PROBLEM TO SOLVE:
Leaving out the images, reproduce every line of the data that follows exactly.

Image-grounded pointing data
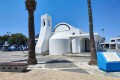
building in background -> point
(64, 39)
(114, 43)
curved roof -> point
(62, 27)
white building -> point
(114, 43)
(64, 39)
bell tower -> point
(45, 34)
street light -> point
(8, 34)
(103, 37)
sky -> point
(106, 15)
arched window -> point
(49, 23)
(44, 22)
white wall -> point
(45, 34)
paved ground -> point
(71, 62)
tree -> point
(31, 6)
(18, 39)
(92, 42)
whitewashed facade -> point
(64, 39)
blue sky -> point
(106, 15)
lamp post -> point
(8, 34)
(31, 7)
(103, 37)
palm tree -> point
(92, 42)
(31, 6)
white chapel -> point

SOLVED EXERCISE:
building in background -> point
(64, 39)
(114, 43)
curved roof -> point
(62, 27)
white building -> point
(114, 43)
(64, 39)
bell tower -> point
(45, 34)
street light -> point
(8, 34)
(103, 37)
sky -> point
(106, 15)
arched window -> point
(49, 23)
(44, 22)
white wall -> point
(45, 34)
paved ground -> point
(71, 62)
tree -> point
(31, 6)
(18, 39)
(92, 42)
whitewashed facade -> point
(64, 39)
blue sky -> point
(106, 15)
lamp post -> point
(8, 34)
(31, 7)
(103, 37)
palm tree -> point
(92, 42)
(31, 6)
white chapel -> point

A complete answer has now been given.